# Data supplied

↓

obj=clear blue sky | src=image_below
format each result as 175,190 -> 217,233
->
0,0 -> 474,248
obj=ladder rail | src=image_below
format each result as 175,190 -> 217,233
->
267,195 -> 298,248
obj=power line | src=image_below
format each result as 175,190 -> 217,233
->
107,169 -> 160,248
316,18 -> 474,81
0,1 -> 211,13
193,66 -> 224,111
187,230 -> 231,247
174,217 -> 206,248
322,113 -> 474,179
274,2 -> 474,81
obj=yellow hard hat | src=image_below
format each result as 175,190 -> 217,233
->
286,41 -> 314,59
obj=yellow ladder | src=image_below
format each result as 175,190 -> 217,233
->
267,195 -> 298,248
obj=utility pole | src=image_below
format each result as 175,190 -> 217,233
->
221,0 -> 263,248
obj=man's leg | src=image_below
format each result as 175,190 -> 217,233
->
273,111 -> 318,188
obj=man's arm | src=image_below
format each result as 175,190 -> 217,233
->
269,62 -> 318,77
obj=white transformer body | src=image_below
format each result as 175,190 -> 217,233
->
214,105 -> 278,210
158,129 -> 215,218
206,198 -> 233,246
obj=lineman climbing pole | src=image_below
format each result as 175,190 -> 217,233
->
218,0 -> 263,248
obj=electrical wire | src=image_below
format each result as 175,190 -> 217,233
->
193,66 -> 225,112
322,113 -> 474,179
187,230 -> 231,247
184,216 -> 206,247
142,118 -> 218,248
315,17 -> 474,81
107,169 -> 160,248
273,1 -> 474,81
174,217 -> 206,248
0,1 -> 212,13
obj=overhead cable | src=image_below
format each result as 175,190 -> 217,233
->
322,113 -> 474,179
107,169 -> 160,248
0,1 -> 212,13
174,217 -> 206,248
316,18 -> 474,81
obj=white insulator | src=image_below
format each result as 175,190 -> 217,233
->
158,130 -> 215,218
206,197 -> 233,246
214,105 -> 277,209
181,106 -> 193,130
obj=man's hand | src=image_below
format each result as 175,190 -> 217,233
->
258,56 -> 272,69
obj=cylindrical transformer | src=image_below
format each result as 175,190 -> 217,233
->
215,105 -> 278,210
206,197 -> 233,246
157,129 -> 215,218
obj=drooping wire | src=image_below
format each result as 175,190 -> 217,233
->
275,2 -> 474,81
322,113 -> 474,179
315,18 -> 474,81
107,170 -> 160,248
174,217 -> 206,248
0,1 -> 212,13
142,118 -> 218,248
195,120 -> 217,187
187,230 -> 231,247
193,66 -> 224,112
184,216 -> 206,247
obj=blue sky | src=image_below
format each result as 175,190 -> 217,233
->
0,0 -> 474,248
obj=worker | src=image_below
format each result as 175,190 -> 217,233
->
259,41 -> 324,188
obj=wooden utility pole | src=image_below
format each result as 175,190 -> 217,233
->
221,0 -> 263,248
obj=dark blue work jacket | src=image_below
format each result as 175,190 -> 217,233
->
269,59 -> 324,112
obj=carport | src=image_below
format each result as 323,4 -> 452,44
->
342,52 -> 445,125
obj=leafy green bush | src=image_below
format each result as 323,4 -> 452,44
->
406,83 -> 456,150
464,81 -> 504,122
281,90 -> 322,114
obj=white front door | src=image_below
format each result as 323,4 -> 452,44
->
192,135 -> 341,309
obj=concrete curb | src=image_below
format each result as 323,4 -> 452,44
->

↑

Reproduce the lines of the records, starting at the line that contains "obj=man's arm | src=image_below" and ending at the line that contains "157,129 -> 215,218", with both of those lines included.

obj=man's arm | src=image_below
format each result as 175,190 -> 217,233
->
269,62 -> 318,77
obj=white transformer body | src=image_below
format each result as 175,190 -> 217,233
->
214,105 -> 278,210
158,129 -> 215,218
206,198 -> 233,246
obj=lineman climbing pole | src=image_below
format each result as 175,190 -> 217,233
->
218,0 -> 263,248
obj=electrical wire | src=image_below
format each result as 175,190 -> 217,233
->
193,66 -> 225,112
322,113 -> 474,179
187,230 -> 231,247
184,216 -> 206,247
142,118 -> 218,248
315,17 -> 474,81
107,169 -> 160,248
273,1 -> 474,81
174,217 -> 206,248
0,1 -> 212,13
obj=overhead cable | src=image_below
format each result as 175,190 -> 217,233
->
322,113 -> 474,179
107,169 -> 160,248
0,1 -> 212,13
174,217 -> 206,248
316,18 -> 474,81
obj=white insulator | src=image_below
format each result as 175,190 -> 217,233
->
158,130 -> 215,218
206,197 -> 233,246
214,105 -> 277,209
181,106 -> 193,130
obj=man's hand | src=image_below
format each result as 175,190 -> 217,233
->
258,56 -> 272,69
obj=cylindrical transformer | src=image_below
format each result as 175,190 -> 217,233
->
215,105 -> 278,210
206,197 -> 233,246
157,129 -> 215,218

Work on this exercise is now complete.